Collected data

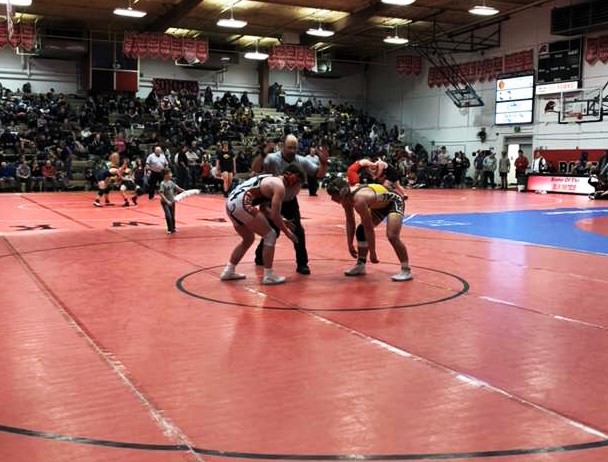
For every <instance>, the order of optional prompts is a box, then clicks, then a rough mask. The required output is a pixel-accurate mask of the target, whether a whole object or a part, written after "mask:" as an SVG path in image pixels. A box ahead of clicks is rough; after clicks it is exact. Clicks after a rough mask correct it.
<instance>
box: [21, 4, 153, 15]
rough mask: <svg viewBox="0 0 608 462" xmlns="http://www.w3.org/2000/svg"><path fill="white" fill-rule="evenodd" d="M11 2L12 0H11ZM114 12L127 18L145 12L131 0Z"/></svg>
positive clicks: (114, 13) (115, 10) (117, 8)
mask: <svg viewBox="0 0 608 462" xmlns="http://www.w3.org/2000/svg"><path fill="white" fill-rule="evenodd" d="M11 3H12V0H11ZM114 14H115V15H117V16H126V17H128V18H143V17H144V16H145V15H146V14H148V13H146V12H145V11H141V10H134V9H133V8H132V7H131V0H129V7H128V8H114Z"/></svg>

---

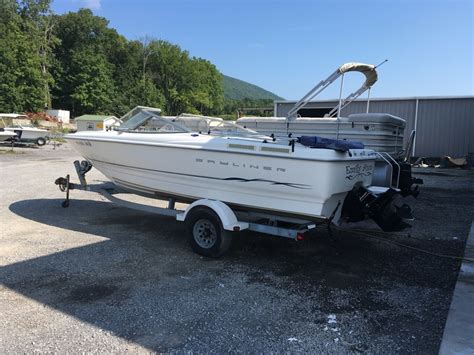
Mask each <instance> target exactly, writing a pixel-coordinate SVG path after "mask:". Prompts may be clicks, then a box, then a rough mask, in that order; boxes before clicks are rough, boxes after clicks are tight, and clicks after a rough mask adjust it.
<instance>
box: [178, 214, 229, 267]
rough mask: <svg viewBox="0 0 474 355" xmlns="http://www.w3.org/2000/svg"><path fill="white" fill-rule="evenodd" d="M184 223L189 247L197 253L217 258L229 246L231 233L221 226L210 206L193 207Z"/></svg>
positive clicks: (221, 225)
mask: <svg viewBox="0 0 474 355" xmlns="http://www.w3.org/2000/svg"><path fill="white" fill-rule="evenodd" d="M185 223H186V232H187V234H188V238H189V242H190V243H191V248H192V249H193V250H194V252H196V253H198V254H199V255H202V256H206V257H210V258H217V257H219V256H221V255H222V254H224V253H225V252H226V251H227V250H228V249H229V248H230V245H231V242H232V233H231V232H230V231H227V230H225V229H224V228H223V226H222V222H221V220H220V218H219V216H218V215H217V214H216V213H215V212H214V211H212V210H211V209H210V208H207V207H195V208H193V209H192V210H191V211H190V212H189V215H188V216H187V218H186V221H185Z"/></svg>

__Your instructions__. State the number of lines in the records that contain the string "then", and nothing more.

__Solved problem__. 2